==== Text provided ====
A group of leading academy trust bosses have set out proposals for a £5.8 billion Covid recovery plan, as Gavin Williamson confirmed he was lobbying within government for extra school funding.
In an unusual intervention, the chief executives of five large multi-academy trusts have co-signed a letter to the education secretary warning failure to adopt their proposals risks “serious long-term damage” from the pandemic.
The plan, also backed by sector leaders representing trusts, colleges and headteachers, includes a “catch-up premium” for the persistently disadvantaged, a post-16 premium for those struggling with English and Maths, and thousands more mental health staff (see full details of the proposal below).
It came as Williamson faced further pressure over funding in a broadcast media round this morning, with questions over a study suggesting cash per pupil in 2023 will still be lower in real terms than in 2010. Speaking on Sky News to mark the new term, he said the government had delivered “record funding packages” but appeared to accept more was needed.
“We’re going into a comprehensive spending review. It wouldn’t surprise you, being education secretary, I’ll probably be asking for more. It’s probably what people would always be expecting.”
Facing similar questions on BBC Radio 4, he said he was “working with the chancellor and prime minister” to secure extra funding.
Williamson faces calls to now meet with the authors of the letter to discuss their three-year recovery plan, seen by Schools Week.
The CEOs of Ark, Delta, Outwood Grange, Star Academies and United Learning signed the document, alongside Geoff Barton of school leaders’ union ASCL, David Hughes of the Association of Colleges and Leora Cruddas of the Confederation of School Trusts.
Their demands, which they call a “bare minimum” costing £5.8 billion over three years, include:
1. £1.2bn catch-up premium (with hardest-hit areas getting most cash)
A temporary “catch-up premium” worth £1,250 a head should be introduced for pupils on free school meals for over 80% of their time at school.
The leaders highlight Education Policy Institute research showing such pupils who have faced “persistent disadvantage” have suffered twice the learning gap of children entitled to free school meals for much shorter periods of their schooling.
==== Given information ====
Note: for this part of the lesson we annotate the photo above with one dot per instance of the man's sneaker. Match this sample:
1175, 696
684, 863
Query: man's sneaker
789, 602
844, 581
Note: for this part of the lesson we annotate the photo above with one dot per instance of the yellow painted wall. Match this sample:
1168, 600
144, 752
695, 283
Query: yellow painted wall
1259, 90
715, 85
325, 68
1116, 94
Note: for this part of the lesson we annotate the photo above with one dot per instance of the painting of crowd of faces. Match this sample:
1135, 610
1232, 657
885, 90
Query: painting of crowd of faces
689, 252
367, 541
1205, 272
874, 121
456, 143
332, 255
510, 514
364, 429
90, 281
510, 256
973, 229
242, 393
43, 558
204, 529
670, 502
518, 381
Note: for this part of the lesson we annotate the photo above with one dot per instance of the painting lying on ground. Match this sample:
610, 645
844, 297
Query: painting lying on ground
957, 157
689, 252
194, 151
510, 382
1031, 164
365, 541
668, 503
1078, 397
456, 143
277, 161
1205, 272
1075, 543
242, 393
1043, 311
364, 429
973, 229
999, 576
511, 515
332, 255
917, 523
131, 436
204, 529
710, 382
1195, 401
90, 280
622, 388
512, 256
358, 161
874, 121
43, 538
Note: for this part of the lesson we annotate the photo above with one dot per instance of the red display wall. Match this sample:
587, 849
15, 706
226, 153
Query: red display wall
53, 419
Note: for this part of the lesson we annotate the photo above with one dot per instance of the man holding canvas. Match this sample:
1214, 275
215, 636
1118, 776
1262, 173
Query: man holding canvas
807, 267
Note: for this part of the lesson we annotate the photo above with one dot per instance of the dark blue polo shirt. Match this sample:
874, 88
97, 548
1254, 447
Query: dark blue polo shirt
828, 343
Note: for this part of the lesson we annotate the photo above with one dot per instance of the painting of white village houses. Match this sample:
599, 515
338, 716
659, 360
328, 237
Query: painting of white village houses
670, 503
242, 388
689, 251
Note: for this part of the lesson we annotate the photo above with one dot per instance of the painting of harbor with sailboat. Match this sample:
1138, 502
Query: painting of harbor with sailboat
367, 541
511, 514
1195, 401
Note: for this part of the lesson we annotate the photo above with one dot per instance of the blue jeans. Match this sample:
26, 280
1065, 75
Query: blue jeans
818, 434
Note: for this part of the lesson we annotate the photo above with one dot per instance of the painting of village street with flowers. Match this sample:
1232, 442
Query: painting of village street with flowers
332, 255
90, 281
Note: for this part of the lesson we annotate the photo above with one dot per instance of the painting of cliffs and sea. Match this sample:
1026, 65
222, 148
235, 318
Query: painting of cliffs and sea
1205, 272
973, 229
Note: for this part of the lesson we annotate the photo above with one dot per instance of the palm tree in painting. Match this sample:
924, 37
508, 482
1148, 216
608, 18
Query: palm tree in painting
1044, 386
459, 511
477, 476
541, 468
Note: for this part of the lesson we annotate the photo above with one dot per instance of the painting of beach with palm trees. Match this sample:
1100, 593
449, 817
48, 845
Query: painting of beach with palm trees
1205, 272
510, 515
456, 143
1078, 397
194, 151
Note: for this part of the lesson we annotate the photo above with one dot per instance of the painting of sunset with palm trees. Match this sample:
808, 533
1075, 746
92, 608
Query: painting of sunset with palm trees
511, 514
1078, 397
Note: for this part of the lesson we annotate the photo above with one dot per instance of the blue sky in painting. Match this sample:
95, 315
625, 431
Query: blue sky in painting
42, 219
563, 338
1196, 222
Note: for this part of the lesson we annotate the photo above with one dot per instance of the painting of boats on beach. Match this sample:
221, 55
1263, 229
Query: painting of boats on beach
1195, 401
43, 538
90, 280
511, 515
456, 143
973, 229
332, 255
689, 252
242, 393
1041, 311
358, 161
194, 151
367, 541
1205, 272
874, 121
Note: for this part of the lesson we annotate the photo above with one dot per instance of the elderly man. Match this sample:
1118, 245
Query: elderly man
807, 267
====
**Apply what you read:**
- a) According to the article about the academy trusts' Covid recovery plan, how much would the proposed catch-up premium be worth per pupil?
- b) Pick up the article about the academy trusts' Covid recovery plan right after its last sentence and keep writing it.
The data has no connection to the article about the academy trusts' Covid recovery plan.

**Solved tasks:**
- a) £1,250 a head.

- b)
The gap between persistently disadvantaged children and the wealthiest has “barely shifted in almost a decade”, despite some progress among disadvantaged children as a whole under the existing pupil premium funding.
Schools can be held to account by Ofsted, which already checks pupil premium use, as well as through three-year plans boards should publish on how cash is spent. The DfE could check a sample, “while still giving schools autonomy”.
The local authorities hit hardest by Covid would be the biggest beneficiaries of this extra funding, the leaders said.
2. £300m post-16 premium
The letter proposes a similar “post-16 premium”, by doubling existing funding earmarked for pupils who have not achieved a grade 4 in English or Maths.
“Catch-up support is most urgent for older students who have the least time left in the formal education system,” they write.
This is estimated to cost around £300 million a year for three years based on 2020 funding.
3. £250m for nationwide mental health support
The government has promised to roll out new mental health support teams, linking up NHS services with schools and providing early intervention, to at least a fifth of the country by early 2023.
But education chiefs are urging it to go faster and further, committing to at least two mental health support teams in every local authority area by 2025.
They warn early support is “critical” to stop a recent increase in serious mental health problems among young people getting worse. This would cost around £250 million a year once operational.
4. Taskforce on persistent absenteeism
The letter highlights “growing concern” about the number of young people who continue to miss lessons for reasons other than Covid.
They say official data shows 13 per cent of pupils were persistently absent in autumn 2020, up from 10.9 per cent pre-pandemic.
A taskforce of councils and multi-academy trusts should be set up to “review the scale of the problem”, and some”additional support” may be needed to help them seek to re-engage students. Such costs are not included in the £5.8 billion figure.
5. Consider cash for extracurricular activities
Measures in their funding proposal beyond schools include more free early years provision for disadvantaged two-year olds and a pilot for better-funded nurseries in poor areas, costing around £130 million a year.
Other recommendations include “consideration of funding” for extracurricular activities pupils have missed out on over the past two years, and “permanent funding of food during holidays” for those entitled to free school meals.
The letter concludes: “Meeting this cost now may seem expensive but it will be a far smaller bill than the one we receive in the future if we do not invest.”